=== Task brief ===
List every line of the data below that contains the string "green". Matching is case-sensitive.
** start Source data **
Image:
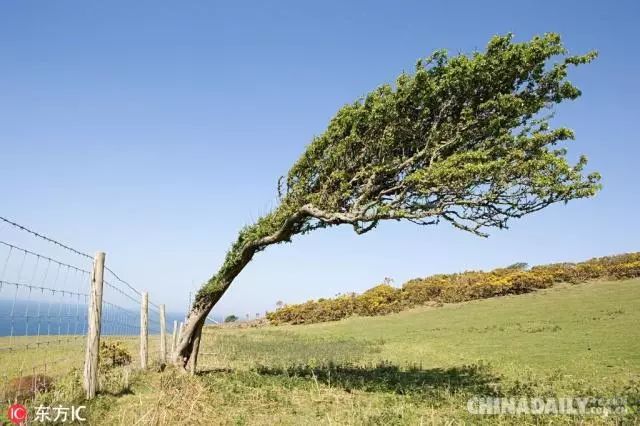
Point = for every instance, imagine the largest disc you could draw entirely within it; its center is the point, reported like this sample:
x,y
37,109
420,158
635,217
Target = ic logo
x,y
17,414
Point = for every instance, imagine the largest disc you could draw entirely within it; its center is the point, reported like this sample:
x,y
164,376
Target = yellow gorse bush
x,y
451,288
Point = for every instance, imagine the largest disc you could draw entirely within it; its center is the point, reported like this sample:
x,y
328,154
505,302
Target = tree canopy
x,y
463,139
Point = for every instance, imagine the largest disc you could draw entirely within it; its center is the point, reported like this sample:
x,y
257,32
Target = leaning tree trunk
x,y
188,346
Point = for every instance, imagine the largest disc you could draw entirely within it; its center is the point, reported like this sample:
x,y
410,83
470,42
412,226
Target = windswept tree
x,y
464,140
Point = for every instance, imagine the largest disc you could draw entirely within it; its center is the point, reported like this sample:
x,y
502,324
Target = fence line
x,y
46,302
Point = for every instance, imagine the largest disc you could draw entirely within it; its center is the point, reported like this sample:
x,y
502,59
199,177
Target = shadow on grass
x,y
387,377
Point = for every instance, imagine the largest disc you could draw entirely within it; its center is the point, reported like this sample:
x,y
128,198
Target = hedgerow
x,y
451,288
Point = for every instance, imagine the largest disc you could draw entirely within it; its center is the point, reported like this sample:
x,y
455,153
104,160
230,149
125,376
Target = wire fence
x,y
45,290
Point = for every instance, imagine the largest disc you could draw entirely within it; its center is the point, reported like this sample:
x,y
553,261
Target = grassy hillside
x,y
416,367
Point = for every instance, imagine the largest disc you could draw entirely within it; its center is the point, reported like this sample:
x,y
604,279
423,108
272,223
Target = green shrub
x,y
460,287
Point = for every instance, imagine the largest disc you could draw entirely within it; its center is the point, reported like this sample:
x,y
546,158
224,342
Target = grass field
x,y
415,367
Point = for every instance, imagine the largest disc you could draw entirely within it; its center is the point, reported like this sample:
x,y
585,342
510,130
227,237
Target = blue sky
x,y
154,130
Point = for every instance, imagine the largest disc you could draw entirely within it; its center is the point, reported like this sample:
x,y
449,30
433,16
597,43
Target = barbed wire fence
x,y
52,322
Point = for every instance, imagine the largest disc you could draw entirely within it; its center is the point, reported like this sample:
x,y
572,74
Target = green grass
x,y
415,367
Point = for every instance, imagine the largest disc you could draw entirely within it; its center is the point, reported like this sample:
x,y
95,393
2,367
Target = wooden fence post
x,y
144,330
174,343
163,335
93,332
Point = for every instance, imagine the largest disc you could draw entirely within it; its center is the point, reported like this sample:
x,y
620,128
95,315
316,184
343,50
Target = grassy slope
x,y
418,366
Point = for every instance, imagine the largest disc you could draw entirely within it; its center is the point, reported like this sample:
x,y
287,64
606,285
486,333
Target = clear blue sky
x,y
154,130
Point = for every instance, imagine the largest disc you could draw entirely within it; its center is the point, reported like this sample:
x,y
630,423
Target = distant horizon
x,y
155,131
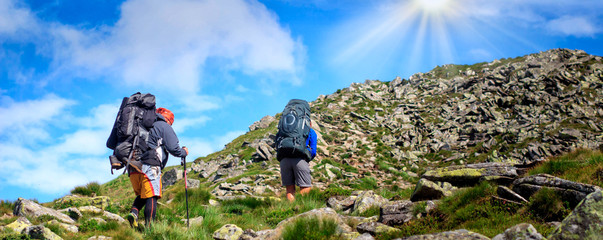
** end Source data **
=== Exercise solution ===
Target = green shrub
Target = green grass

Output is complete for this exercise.